• **Text block**
● ● ● ● ●

There are many different kinds of language errors. Everybody makes them, non-native speakers of English who study English as well as native speakers of English who study English. Nobody's perfect. And, of course, the less English you know, the more errors you can expect to make. That is just common sense. Well, sometimes common sense turns out to be wrong, but I don't think this will turn out to be wrong. If it is and you know who says that it's wrong, I'd sure like to know.

Back to kinds of errors. Sloppy, simple errors (SSE) are the kind I expect from people who know little English and from people who care little about the quality of their English. Your first sentence has an example of an SSE: "I listened a speech". When the main-verb form "listened" is followed by a noun phrase like "a speech", a "to" must follow "listened". The verb is two words, listened to, not one word. The one-word verb form that works here is "heard": "I heard a speech last week". Different verbs have different usage rules. But these two verb are such basic English verbs that I don't expect a third-year student to make this kind of usage error. Therefore, I conclude that you are simply sloppy and that you didn't bother to proofread your work.

These blogs are your work, you realize. They aren't just Internet fun and games. You (and I mean everyone in the class, Eunice, not just you) will be graded in part on your attention to this kind of detail.

The second usage error is not in the same category. It's more than simple and sloppy. It requires more thought: "It talked about how to prepare the exam for graduate school." You have to think about the meaning of the words you use. What do these words really say? They tell me that you listened to a speech by someone who was telling you how to create (This is a synonym of "prepare") the examination for graduate school. I don't believe this. I think that you meant to say this: "It talked about how to prepare for the exam for graduate school." You made the same mistake with this verb as you did with "listen/listen to". The verb you want is a two-word verb, a phrasal verb. "To prepare" in the sense suggested by your sentence means "to make" or, in this particular case, "to write". But you are an undergraduate student who might be thinking about going to graduate school in eighteen months. Therefore, I suspect that you meant to use "prepare for", which means "to get ready for" or, specifically in this case, "to study for". I think that this is a higher-level error of the same type: it seems to require more understanding and analytical ability than "listen" versus "listen to". Maybe that's because "listen" and "listen to" are probably used more frequently than "prepare" and "prepare for".

The third and fourth misusages: "that he [3] wants us [4] can choose his cram school". Error [3] is a tense problem: it should be "wanted", not "wants"; and error [4] is a word-choice/usage error: it should be "to", not "can".

● ● ● ● ●

• **Set problem A**
In the comments on English usage errors, why does the writer decide the student meant "prepare for the exam" rather than "prepare the exam"?
• **Set problem B**
Continue the comments on English usage errors from the point where they stop.

• **Data shown**
● ● ● ● ●

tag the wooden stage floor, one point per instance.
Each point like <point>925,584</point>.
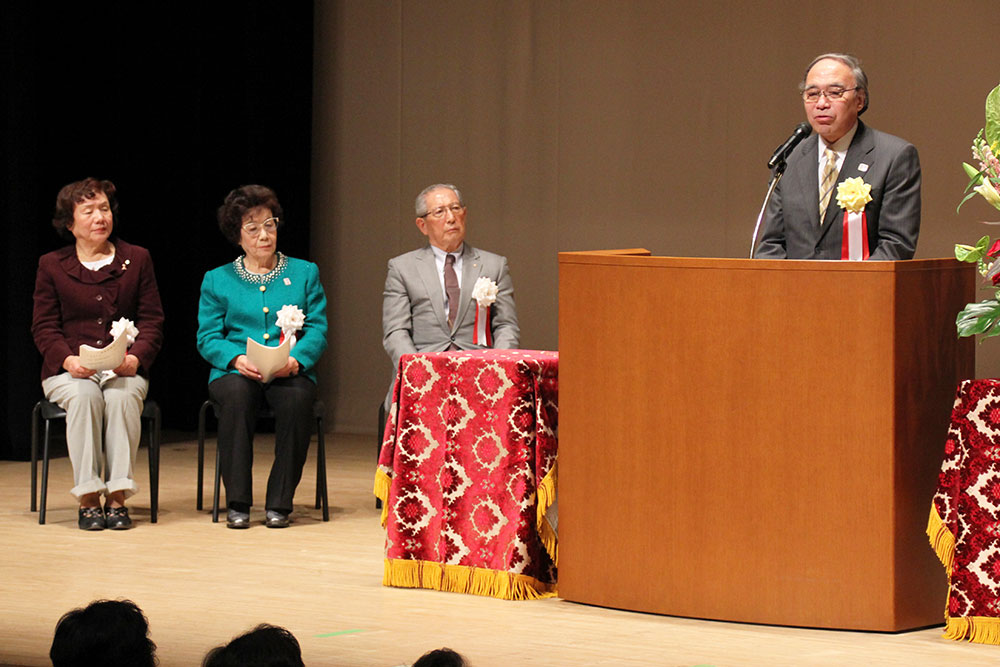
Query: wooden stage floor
<point>200,584</point>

● ● ● ● ●

• **Final result A**
"Prepare the exam" would mean that the speaker explained how to create or write the graduate-school examination, which the writer doesn't believe. The student is an undergraduate who might go to graduate school in eighteen months, so the writer concludes the intended verb was "prepare for," meaning "to get ready for" or "to study for" the exam.

• **Final result B**
The fifth through seventh are these: "because [5] some of good jobs need [6] master degree or doctor degree, but I [7] just have bachelor degree." All of this sounds like pidgin because the articles are left out Number [5] is a usage problem: it should be "some of the good jobs" or "some good jobs"; [6] is "a master's or doctor's degree" (I would also prefer "require" to "use", but that's a much more high-level problem); and [7] is the same usage problem: you need "a" before "bachelor's", and a semantics (meaning) problem: you don't have a BA yet, so you need to say "will have {just/only} a bachelor's degree".

You have more serious problems to deal with in your life, though. What is your career goal? How much education do you need to achieve it? What kind of education do you need?

I hope you can find the answers before you graduate, but most of us don't. Most of us need to work in the business world before we know what we want. I had to. And I'm not even sure that I'm doing what I really want to do. I've never enjoyed my work as much as I do now, though, and I've never stayed anywhere doing the same thing as I've done here in Taiwan for the past eleven years. I know that I'm having fun, learning something valuable, and getting the kind of job satisfaction that most people don't get in their work life. I still don't think that I have a career (Collins Cobuild says that "a career is the job or profession that someone does for a long period of their life", but I think that's a misleading definition. A career, it seems to me, leads from the bottom rung of the ladder to the top -- or however high one can climb the career ladder, say from mail clerk to president of a big corporation. I prefer the Merriam-Webster Unabridged definition: "3: a course of continued progress [as in the life of a person or nation] : a field for or pursuit of consecutive progressive achievement especially in public, professional, or business life").